# STATED EXERCISE A
Reproduce the text on the Wiretap Act word for word, everything from "While state laws" down to "years in jail.".

# TEXT SECTION
While state laws vary, one immediate concern would be the Wiretap Act, a federal law that broadly prohibits snooping by network operators and others. The core prohibition of the Wiretap Act is found at section 2511(1)(a), which prohibits any person from intentionally intercepting, or attempting to intercept, any wire, oral, or electronic communication." A violation of these rules is is a Class D felony, and can result in fines up to $250,000 and up to 5 years in jail.

It is this same law that groups such as the ACLU and EFF sued AT&T and other telecom companies for violating, when they shared customer communication with the US National Security Agency. AT&T was able to obtain retroactive immunity from the US Congress, but only after spending tens of millions of dollars on lobbyists.

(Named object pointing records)
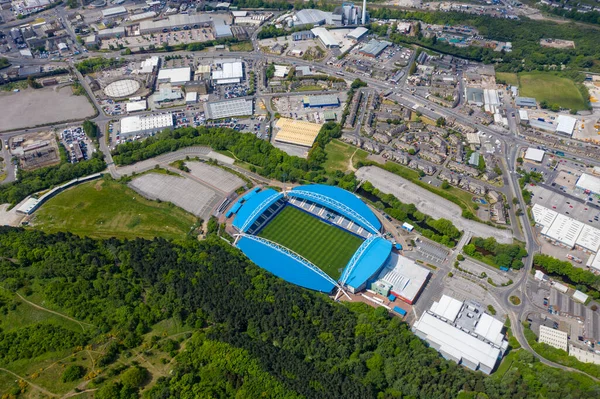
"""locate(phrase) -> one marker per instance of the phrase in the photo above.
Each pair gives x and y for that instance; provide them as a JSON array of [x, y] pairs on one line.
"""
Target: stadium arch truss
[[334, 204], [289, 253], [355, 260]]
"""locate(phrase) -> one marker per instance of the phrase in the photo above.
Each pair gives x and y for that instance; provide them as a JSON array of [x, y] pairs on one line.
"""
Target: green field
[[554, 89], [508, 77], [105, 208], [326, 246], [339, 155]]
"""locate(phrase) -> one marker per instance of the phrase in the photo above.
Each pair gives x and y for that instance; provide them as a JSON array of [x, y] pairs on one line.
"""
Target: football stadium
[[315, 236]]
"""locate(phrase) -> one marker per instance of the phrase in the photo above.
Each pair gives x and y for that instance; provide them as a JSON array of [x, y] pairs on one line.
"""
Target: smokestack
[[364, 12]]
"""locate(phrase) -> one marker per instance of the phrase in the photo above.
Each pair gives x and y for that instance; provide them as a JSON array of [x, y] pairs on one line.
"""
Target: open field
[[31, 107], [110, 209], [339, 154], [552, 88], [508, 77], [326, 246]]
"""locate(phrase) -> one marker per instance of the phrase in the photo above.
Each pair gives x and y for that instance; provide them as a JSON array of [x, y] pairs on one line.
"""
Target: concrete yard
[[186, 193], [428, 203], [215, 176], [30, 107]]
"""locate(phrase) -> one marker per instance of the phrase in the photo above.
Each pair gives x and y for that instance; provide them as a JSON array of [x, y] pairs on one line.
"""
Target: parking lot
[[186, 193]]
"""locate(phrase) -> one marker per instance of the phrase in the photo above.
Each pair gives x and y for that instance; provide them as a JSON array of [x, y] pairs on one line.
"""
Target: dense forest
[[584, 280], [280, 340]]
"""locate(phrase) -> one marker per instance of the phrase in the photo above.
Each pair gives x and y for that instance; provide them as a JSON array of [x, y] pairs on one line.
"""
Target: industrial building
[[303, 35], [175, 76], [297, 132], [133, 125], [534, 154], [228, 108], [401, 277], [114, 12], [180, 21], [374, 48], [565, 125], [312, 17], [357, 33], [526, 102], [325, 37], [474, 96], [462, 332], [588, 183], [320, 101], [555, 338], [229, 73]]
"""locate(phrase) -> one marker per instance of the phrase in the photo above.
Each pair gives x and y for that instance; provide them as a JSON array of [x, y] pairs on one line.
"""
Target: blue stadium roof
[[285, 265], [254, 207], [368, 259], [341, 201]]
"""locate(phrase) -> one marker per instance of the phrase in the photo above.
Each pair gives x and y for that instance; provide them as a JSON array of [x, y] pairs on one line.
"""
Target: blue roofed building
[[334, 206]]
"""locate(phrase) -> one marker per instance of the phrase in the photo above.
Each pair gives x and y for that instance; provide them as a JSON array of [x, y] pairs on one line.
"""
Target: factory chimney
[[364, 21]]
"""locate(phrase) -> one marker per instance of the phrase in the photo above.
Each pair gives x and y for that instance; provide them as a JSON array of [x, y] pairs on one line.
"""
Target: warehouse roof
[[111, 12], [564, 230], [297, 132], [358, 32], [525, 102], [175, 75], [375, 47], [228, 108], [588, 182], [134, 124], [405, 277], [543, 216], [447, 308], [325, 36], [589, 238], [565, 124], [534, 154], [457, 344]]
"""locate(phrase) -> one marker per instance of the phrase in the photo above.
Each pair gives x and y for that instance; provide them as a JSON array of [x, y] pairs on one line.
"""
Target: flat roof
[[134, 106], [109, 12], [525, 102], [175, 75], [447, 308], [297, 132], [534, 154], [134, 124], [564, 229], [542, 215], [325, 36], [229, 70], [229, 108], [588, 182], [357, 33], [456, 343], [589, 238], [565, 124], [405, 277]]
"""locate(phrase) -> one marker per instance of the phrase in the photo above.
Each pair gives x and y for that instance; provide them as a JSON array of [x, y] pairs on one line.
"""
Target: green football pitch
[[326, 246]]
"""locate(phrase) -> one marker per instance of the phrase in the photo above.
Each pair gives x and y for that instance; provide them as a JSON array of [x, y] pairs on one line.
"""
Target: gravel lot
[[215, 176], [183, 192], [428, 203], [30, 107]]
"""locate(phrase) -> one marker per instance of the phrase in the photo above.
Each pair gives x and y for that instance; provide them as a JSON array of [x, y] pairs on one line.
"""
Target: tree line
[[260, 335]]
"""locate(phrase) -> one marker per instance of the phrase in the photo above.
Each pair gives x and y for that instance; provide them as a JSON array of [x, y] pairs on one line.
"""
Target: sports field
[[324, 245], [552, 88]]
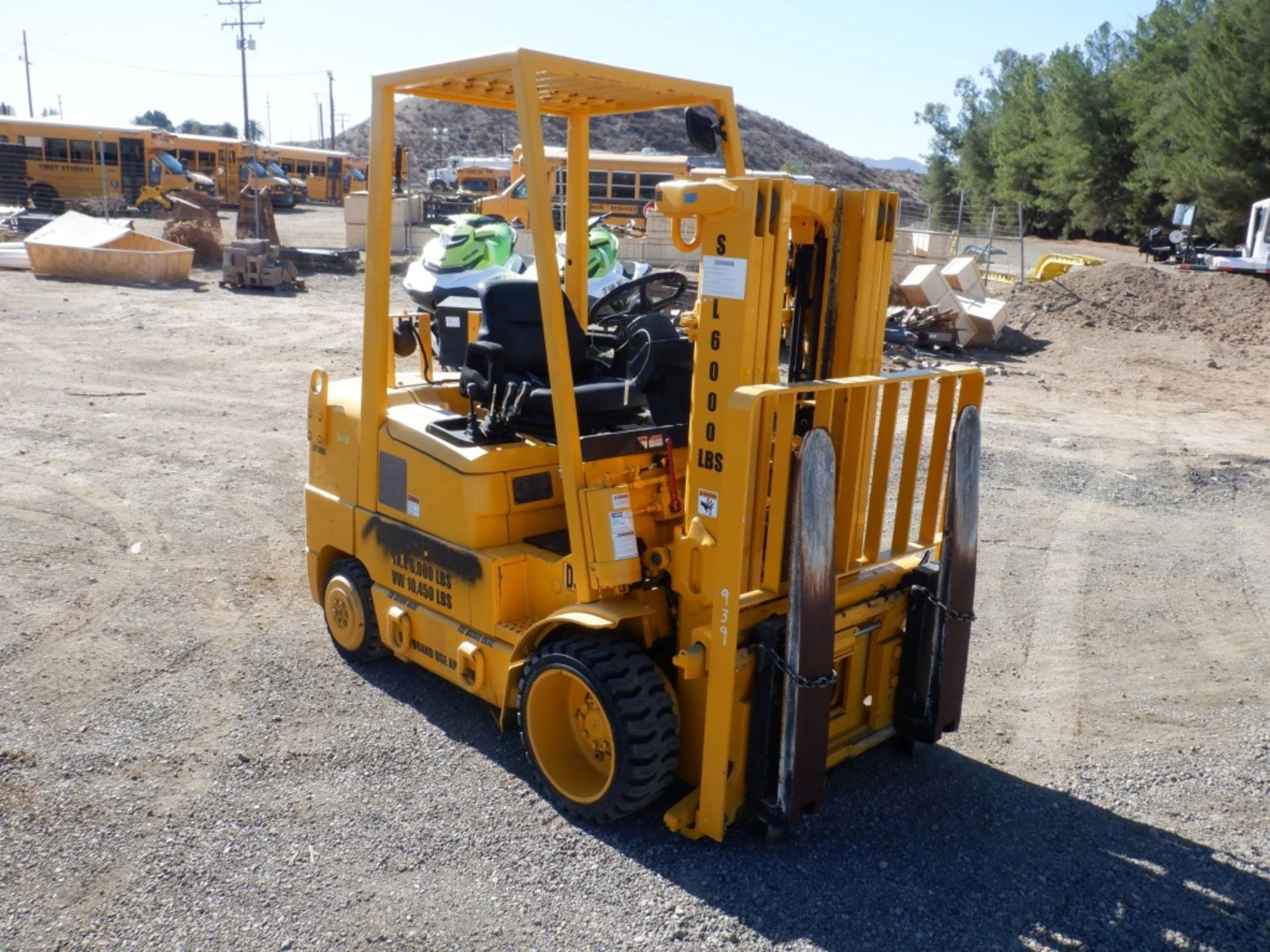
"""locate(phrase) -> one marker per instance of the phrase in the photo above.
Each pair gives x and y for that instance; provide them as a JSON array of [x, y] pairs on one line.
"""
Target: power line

# STATED EXERCISE B
Transcribe the records word for word, everything from their start down to the line containing "[[334, 204], [289, 253], [355, 260]]", and leave out the picture.

# CORRECT RESULT A
While state laws vary, one immediate concern would be the Wiretap Act, a federal law that broadly prohibits snooping by network operators and others. The core prohibition of the Wiretap Act is found at section 2511(1)(a), which prohibits any person from intentionally intercepting, or attempting to intercept, any wire, oral, or electronic communication." A violation of these rules is is a Class D felony, and can result in fines up to $250,000 and up to 5 years in jail.

# CORRECT RESULT B
"""locate(phrase) -> one marker per instance of the phrase in the photo above.
Each pair gives x and y for that instance; provide them as a JSON array of [x, y] pairs on one line.
"""
Target: stadium arch truss
[[334, 204], [289, 253], [355, 260]]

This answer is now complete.